GIVEN REQUEST: Return the records exactly as they are.

* Start *

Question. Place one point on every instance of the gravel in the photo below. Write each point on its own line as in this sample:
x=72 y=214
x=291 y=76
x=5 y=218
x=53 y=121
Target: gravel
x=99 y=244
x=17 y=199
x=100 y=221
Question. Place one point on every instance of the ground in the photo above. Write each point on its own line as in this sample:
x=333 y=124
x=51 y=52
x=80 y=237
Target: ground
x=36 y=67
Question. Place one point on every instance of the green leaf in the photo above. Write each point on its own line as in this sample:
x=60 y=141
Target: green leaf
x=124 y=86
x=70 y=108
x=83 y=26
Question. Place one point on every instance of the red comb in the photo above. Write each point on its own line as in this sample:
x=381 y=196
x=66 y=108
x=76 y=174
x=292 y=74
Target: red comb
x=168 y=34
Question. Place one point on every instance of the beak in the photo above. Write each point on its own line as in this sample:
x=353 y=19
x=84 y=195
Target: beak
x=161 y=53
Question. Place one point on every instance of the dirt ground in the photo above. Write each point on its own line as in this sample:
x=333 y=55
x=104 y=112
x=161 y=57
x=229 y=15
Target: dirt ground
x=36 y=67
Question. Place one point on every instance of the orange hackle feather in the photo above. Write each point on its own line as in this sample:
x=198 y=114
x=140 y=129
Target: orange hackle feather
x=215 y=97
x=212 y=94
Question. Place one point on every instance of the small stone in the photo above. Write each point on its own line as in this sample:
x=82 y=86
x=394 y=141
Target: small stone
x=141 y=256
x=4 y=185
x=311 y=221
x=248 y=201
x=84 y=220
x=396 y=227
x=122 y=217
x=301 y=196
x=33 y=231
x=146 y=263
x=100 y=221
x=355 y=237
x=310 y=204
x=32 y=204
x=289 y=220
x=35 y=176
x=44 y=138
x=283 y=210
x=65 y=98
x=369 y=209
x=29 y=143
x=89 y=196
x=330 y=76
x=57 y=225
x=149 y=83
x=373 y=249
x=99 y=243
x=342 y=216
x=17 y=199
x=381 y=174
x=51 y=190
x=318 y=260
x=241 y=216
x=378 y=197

* End *

ANSWER TO THIS PROBLEM:
Question. Place one point on every instance of the gravel in the photo below. Write each point on its own line as in this sample:
x=72 y=214
x=291 y=76
x=5 y=218
x=53 y=121
Target: gravel
x=99 y=244
x=17 y=199
x=100 y=221
Question. Place one point on every instance of the ground in the photo above. Write each point on its own line as in this sample:
x=333 y=124
x=51 y=52
x=80 y=237
Target: ground
x=36 y=67
Question. Place one point on every instance of the green leaf in the photo above. Write each point on its own line as in this sample:
x=60 y=141
Target: green leaf
x=124 y=86
x=70 y=108
x=83 y=26
Question. Place one point on every instance of the red comb in the photo above. Write each point on its own line as in this sample:
x=381 y=196
x=66 y=108
x=76 y=174
x=292 y=74
Target: red comb
x=168 y=34
Question. Place one point on every instance of the beak in the photo above. Write each point on its own line as in this sample:
x=353 y=19
x=84 y=195
Target: beak
x=161 y=53
Question. Place one point on every instance of the dirt ground in the photo above. Write each point on its own line as in this sample:
x=333 y=55
x=104 y=112
x=161 y=57
x=229 y=15
Target: dirt ground
x=36 y=67
Question. Place one point on every instance of the orange hackle feather in the photo above. Write each point on its own line as in this sample:
x=198 y=114
x=140 y=129
Target: orange hackle feather
x=215 y=97
x=212 y=94
Question. Place one point on every instance of the small stone in the photo above. Write each point on its own line as in this sample:
x=82 y=86
x=394 y=141
Target: small stone
x=141 y=256
x=4 y=185
x=311 y=221
x=248 y=201
x=84 y=220
x=396 y=227
x=122 y=217
x=301 y=196
x=33 y=231
x=146 y=263
x=100 y=221
x=355 y=237
x=310 y=204
x=32 y=204
x=289 y=220
x=35 y=176
x=44 y=138
x=283 y=210
x=65 y=98
x=369 y=209
x=29 y=143
x=89 y=196
x=330 y=76
x=57 y=225
x=149 y=83
x=373 y=249
x=99 y=243
x=342 y=216
x=17 y=199
x=381 y=174
x=51 y=190
x=318 y=260
x=241 y=216
x=378 y=197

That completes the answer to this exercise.